I use LLMs and diffusion style image generators... Where I understand the model I've chosen, can control it locally, and have enough tacit knowledge to double check the outputs before I go ahead with something. I don't trust Mozilla to ensure any of those things anymore. They've long since burned that credibility.
That makes zero sense. How do you have no difficulty ? Are you going ahead and disabling like the below ? If not, then I am afraid you are hallucinating like an AI and not really "avoiding it" in Firefox. Doing the below also improves performance, memory consumption and battery life.
> the people who don't understand why some of us don't want it everywhere don't understand that distinction, or else are financially motivated to ignore it and gaslight everyone about the categorical boundaries crossed.
This is such a common fallacy that I think it should be given a name. When you believe that the people who disagree with you must either be ignorant or malicious. Leaves no room for honest disagreement or discussion. Maybe the "dumb-or-evil" fallacy?
Perhaps; but I would argue talking to many AI evangelists is a form of selection bias. Which makes the false dichotomy conclusion reasonable given the inputs, but still inaccurate given reality.
True, it's a form of false dichotomy, but I think this specific instance is particularly interesting in that it allows the holder to dehumanise their opponent to an extent, and justify lack of discussion. It's also an incredibly common conclusion in politics after people gain a somewhat superficial understanding of both sides. I wonder if it might play a key role in social polarization.
For me the strongest arguments are the ones that can argue the opponent's side as effectively as the opponent, and then show why it's weak. And that feels entirely incompatible with a dumb-or-evil argument.
>I think this specific instance is particularly interesting in that it allows the holder to dehumanise their opponent to an extent, and justify lack of discussion.
That's a wild take and a wild leap. For my own part, I see the failure or refusal to comprehend someone else's preferences, values, or boundaries as itself a profoundly human quality, even if it's a quality I don't love, rather than one which would cause me to see someone as less human.
I will admit that, when there's enough nonsense money being thrown after a vaunted object, sensible discussion can feel pointless. Prudence goes deaf amid the din of hype.
And yes, steelmanning can be highly persuasive, but not when premises are radically different enough between two parties. It's really a more productive tool to improve your model of someone else.
Maybe I’m using the wrong web browsers - mine have always had those problems (except that the pseudo-relationships were with real, horrifically bad people).
____
### WORK TO COMPLETE
**1.** Please give the part of the comment thread about AI in Firefox between "I use LLMs and" and "and battery life.", inclusive, swapping "Mozilla" for "the developers".
**2.** In the comment thread about AI in Firefox, what makes the false dichotomy conclusion reasonable given the inputs? Answer in one to three sentences.

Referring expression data
____
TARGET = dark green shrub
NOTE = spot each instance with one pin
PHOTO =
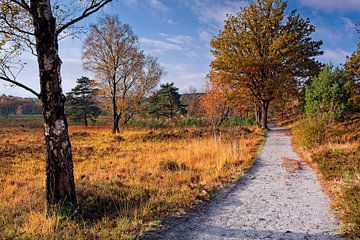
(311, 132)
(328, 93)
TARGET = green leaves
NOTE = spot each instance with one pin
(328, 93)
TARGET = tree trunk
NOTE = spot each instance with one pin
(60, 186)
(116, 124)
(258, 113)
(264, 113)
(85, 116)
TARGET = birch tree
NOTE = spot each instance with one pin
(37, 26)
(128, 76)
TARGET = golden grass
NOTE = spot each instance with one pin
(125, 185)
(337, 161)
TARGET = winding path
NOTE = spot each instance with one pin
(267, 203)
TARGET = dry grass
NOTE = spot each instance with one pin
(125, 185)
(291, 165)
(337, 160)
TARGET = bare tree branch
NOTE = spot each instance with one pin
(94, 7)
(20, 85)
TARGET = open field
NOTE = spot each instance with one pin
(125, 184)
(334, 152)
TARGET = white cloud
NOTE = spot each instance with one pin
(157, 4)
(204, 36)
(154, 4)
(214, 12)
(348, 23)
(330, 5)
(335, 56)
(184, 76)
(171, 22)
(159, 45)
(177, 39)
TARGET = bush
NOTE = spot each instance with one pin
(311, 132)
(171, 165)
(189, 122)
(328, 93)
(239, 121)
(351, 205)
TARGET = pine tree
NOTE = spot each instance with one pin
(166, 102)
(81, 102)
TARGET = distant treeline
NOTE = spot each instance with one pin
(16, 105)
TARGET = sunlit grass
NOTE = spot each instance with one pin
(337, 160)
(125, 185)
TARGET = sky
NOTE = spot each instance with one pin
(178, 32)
____
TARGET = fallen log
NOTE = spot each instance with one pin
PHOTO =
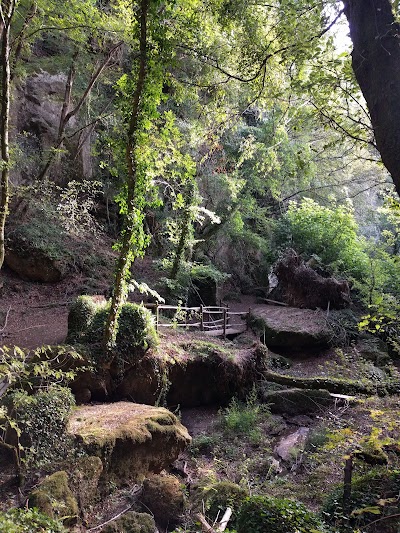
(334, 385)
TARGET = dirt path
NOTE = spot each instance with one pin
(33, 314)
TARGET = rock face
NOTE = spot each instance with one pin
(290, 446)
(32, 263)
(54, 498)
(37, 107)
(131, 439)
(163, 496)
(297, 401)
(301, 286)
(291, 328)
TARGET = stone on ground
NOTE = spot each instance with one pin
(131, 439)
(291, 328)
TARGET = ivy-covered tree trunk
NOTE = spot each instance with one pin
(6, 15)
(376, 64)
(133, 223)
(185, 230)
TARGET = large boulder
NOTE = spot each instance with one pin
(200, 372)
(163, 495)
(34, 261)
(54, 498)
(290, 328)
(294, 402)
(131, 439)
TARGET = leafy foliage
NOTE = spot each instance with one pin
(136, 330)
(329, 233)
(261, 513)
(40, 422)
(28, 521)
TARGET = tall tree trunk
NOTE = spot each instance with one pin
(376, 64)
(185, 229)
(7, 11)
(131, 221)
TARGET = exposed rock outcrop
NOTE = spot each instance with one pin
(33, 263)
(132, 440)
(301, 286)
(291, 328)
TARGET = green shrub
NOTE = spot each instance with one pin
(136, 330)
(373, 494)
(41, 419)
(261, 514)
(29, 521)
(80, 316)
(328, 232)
____
### RESPONSES FOR EACH TASK
**1.**
I use LLMs and diffusion style image generators... Where I understand the model I've chosen, can control it locally, and have enough tacit knowledge to double check the outputs before I go ahead with something. I don't trust the developers to ensure any of those things anymore. They've long since burned that credibility.
That makes zero sense. How do you have no difficulty ? Are you going ahead and disabling like the below ? If not, then I am afraid you are hallucinating like an AI and not really "avoiding it" in Firefox. Doing the below also improves performance, memory consumption and battery life.

**2.** Talking to many AI evangelists is a form of selection bias, and that makes the false dichotomy conclusion reasonable given the inputs. The same reply adds that the conclusion is still inaccurate given reality.